*** Given entries ***
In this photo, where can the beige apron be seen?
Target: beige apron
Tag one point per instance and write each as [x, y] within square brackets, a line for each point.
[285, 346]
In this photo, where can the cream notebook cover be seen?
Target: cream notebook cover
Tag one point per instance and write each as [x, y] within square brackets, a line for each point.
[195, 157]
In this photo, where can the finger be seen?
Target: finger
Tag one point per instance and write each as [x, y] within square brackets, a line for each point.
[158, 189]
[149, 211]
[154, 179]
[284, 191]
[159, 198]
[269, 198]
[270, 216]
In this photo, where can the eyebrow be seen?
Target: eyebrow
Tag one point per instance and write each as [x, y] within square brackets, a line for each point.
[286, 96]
***
*** Given entries ***
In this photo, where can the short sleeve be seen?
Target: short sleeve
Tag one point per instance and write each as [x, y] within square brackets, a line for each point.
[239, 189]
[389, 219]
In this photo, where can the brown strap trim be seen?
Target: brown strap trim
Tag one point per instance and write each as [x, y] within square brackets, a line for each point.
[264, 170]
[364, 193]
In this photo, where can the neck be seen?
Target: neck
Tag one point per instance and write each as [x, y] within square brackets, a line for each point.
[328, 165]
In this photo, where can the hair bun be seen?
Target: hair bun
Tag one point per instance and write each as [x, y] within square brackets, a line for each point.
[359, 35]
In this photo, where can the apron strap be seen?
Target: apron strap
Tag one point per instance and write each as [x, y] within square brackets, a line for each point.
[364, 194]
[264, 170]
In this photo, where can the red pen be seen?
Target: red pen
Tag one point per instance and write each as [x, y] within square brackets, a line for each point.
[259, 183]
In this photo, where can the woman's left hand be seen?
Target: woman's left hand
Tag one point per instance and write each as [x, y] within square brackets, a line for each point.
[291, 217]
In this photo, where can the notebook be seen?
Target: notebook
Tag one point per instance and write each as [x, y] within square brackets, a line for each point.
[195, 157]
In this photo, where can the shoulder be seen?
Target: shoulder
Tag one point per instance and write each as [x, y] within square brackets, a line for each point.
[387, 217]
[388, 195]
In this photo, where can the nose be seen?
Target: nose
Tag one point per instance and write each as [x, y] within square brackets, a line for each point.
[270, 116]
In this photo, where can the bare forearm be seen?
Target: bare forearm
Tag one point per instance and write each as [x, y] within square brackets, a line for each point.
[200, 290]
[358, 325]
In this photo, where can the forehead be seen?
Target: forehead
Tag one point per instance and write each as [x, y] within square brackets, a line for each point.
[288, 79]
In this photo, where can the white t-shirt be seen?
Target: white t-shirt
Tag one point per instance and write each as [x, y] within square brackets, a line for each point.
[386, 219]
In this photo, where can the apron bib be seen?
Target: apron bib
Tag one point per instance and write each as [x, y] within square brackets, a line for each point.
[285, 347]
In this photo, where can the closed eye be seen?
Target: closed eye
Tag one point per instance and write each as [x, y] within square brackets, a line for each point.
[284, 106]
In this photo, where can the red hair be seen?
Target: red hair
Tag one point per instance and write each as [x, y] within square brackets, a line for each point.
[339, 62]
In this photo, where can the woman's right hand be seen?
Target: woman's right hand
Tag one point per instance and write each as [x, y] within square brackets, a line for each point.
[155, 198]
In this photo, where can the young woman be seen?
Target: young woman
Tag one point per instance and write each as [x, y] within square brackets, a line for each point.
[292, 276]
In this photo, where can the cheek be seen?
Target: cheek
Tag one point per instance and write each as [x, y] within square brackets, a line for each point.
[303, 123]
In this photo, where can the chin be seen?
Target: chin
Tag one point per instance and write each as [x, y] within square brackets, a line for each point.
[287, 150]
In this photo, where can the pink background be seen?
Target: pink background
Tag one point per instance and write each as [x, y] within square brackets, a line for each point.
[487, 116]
***
Every line above that includes the string "hand" should be counted, and the answer should be that number only.

4